Stored data entries
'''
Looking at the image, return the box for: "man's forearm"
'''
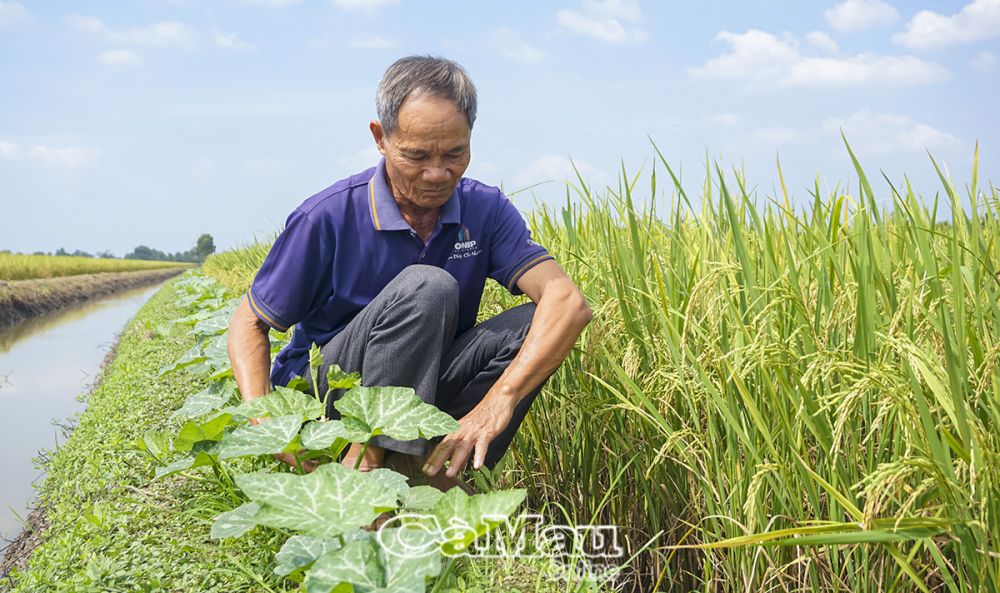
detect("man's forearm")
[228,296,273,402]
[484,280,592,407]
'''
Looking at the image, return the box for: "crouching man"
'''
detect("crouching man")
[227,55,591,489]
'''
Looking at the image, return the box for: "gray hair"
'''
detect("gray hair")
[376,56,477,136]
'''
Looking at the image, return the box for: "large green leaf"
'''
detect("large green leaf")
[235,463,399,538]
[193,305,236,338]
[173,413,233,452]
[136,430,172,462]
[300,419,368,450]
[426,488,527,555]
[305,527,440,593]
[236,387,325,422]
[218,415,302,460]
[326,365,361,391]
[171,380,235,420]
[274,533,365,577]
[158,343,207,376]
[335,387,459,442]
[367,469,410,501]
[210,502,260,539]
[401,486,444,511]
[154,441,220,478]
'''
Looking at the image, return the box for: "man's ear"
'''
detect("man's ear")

**Work to be completed:** All records above should be duplicated exactly, with the pictures omitted.

**Answer space:**
'''
Looking at the image, return the box for: "man's forearm"
'''
detect("man's forearm")
[228,296,273,402]
[484,280,592,407]
'''
Looking at the image, return the box for: "crouching man"
'''
detect("crouching man")
[227,55,591,489]
'''
Looking at the image, return the box for: "gray hair"
'''
detect("gray hair")
[376,56,477,136]
'''
Looking at the image, return the box for: "large green leaf"
'''
detect("large green leaf")
[235,463,399,538]
[193,305,236,338]
[173,413,233,452]
[136,430,172,462]
[300,419,368,450]
[426,488,527,555]
[305,527,440,593]
[236,387,325,422]
[218,415,302,460]
[326,365,361,391]
[171,380,235,420]
[274,533,365,577]
[158,343,207,376]
[335,387,459,442]
[367,469,410,501]
[210,502,260,539]
[401,486,444,511]
[154,441,220,478]
'''
Looking at the image, return the box for: "man's ear"
'''
detect("man's ear")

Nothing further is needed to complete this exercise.